— Given task —
Reproduce every line of the material from the line containing "the golden statue" through the end, and lower every coordinate in the answers by 39.

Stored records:
►

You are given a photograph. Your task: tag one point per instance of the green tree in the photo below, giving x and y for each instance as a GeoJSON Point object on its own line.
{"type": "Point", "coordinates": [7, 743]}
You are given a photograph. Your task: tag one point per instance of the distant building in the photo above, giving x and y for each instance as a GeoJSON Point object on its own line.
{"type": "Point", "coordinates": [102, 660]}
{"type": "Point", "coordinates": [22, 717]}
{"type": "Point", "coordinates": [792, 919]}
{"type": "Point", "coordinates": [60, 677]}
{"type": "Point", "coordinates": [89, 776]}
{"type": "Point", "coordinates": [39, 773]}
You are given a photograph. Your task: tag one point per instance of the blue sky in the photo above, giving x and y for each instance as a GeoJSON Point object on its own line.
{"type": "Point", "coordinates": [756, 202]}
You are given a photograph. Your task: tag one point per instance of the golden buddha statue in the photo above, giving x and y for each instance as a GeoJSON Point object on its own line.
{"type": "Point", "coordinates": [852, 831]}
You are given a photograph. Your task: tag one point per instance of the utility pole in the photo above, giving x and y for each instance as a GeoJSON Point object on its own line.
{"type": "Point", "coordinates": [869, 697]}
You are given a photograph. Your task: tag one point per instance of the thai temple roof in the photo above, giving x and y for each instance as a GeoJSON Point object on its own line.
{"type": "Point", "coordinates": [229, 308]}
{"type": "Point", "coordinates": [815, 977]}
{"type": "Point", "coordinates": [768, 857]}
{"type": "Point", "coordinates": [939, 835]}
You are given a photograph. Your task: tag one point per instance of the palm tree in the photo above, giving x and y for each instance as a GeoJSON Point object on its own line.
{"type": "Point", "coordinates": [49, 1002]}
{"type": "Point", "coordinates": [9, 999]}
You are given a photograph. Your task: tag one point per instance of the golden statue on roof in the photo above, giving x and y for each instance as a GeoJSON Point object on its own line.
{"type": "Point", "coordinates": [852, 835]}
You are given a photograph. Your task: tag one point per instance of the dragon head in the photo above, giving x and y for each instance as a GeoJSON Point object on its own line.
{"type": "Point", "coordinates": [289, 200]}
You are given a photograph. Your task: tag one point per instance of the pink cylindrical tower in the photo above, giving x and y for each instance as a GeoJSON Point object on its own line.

◄

— Answer to the task —
You are given a photograph. Your task: tag one point per instance of the golden statue on roof in the photo above, giving x and y for each instance as a GeoJSON Point object on its own line.
{"type": "Point", "coordinates": [813, 796]}
You are given a photograph. Your task: tag one point per instance of the dragon head in the photo above, giving x and y for each instance as a GeoJSON Point object on its own line.
{"type": "Point", "coordinates": [250, 161]}
You are given a photograph. Your task: tag one point per instance of the pink cylindrical tower in the photo above, giving x and y for each instance as a GeoJSON Point object on its own line.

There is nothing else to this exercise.